======== RECORDS FOR THIS TASK

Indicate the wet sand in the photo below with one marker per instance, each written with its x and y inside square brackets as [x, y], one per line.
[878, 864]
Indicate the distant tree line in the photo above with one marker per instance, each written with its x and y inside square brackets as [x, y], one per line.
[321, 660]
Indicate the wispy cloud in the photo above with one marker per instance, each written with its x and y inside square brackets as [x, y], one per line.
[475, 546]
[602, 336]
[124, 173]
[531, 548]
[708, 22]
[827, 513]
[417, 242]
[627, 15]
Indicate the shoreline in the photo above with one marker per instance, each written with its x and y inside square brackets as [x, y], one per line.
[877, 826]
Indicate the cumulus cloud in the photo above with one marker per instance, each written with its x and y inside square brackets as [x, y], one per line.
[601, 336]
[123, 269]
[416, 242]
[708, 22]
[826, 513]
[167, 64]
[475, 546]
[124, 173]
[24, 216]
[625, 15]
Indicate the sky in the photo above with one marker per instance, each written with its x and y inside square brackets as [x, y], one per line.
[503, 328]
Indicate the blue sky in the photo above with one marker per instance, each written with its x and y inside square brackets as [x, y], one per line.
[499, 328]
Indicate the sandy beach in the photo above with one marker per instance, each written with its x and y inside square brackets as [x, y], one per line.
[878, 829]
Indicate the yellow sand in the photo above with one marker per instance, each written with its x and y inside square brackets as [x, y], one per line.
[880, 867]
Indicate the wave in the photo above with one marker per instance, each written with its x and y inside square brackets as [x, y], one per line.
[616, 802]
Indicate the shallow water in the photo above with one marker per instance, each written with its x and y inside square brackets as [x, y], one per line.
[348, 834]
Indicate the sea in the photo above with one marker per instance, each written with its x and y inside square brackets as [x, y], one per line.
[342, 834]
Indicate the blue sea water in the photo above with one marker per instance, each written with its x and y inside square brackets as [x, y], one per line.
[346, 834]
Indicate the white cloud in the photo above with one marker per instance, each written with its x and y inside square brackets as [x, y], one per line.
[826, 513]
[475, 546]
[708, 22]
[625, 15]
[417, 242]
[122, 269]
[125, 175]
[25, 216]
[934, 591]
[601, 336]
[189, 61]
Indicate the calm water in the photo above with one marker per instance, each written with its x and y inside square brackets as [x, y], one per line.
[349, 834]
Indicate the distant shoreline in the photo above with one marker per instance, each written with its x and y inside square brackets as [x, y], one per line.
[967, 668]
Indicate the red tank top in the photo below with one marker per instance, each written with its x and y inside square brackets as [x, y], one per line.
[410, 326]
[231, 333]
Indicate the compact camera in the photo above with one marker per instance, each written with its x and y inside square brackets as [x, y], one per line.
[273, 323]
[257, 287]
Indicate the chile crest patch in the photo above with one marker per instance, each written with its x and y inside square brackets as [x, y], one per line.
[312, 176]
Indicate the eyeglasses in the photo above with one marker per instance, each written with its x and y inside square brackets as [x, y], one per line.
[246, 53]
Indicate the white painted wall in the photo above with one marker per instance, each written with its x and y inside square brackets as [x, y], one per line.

================

• TRY IT
Output all preceding records character for character.

• PROBLEM SOLUTION
Indicate the wet sand in the photo below with one marker per instance, each written with its x and y inside square brackets as [x, y], one per line.
[878, 864]
Indicate the distant tree line in the photo above with one marker per instance, each written with its x and y inside square brackets as [x, y], one per line.
[321, 660]
Indicate the wispy cloud in the photo above with one marker per instance, each written with its x and y inside square brackets as [x, y], one per line.
[475, 546]
[602, 336]
[124, 173]
[531, 548]
[708, 22]
[827, 513]
[417, 242]
[627, 15]
Indicate the shoreline in the photo above with one marker per instance, each written with its x and y inside square brackets as [x, y], one per line.
[877, 826]
Indicate the cumulus cloud in the photo above with one marker per instance, each written with its x and y inside square brackets as [x, y], one per line.
[601, 336]
[123, 269]
[416, 242]
[708, 22]
[826, 513]
[167, 64]
[475, 546]
[124, 173]
[24, 216]
[625, 15]
Indicate the sky in the photo above with one marker per instance, each written with its x and y inside square brackets as [x, y], one per line.
[503, 328]
Indicate the blue sky in the photo above with one marker per instance, each written with its x and y inside square brackets as [x, y], one per line.
[499, 328]
Indicate the sandy beach in the photo above with one marker per instance, each written with its x and y inside square brackets as [x, y], one per line.
[878, 829]
Indicate the yellow sand in the photo above with one marker per instance, each written with its x and y inside square brackets as [x, y], one per line.
[880, 867]
Indicate the wave in the photo above with one marker per instance, each written with its x and y inside square brackets as [x, y], one per line.
[616, 802]
Indicate the shallow water in the photo above with one marker per instance, each written with its x and y inside square brackets as [x, y], one per line.
[348, 834]
Indicate the sea in the photo above with one marker per instance, each written with its x and y inside square brackets as [x, y], one per line.
[342, 834]
Indicate the blue sea water in the photo above with one marker per instance, each written with its x and y inside square brackets as [x, y], one per line.
[346, 834]
Indicate the white cloud in the photo above with one marker per instance, each written with its x and y inside square brackets as [x, y], one per line.
[826, 513]
[475, 546]
[708, 22]
[625, 15]
[417, 242]
[122, 269]
[125, 175]
[25, 216]
[934, 591]
[601, 336]
[189, 61]
Indicate the calm water in the photo above with one marker per instance, each written with its x and y inside square brackets as [x, y], one per line.
[349, 834]
Indicate the distant shoreline in the photo above with one marker per instance, each written with its x and y inside square brackets as [x, y], one per line.
[967, 668]
Indicate the red tank top in the photo below with one marker per instance, each written with its x and y inside square brackets as [x, y], one per line.
[410, 326]
[231, 333]
Indicate the compact camera in the photo above with one marker per instance, each written with its x and y inside square brackets as [x, y], one per line.
[273, 323]
[257, 287]
Indicate the chile crest patch in the photo above with one marker per instance, each written with its x and y inside square brackets as [x, y], one per line.
[312, 176]
Indicate the eyeglasses in the photo above with one marker per instance, each written with its x and y inside square brackets as [x, y], one per line.
[246, 53]
Indicate the white painted wall in the photo above with one marker per instance, each written with its x and y inside square brackets as [x, y], one per line.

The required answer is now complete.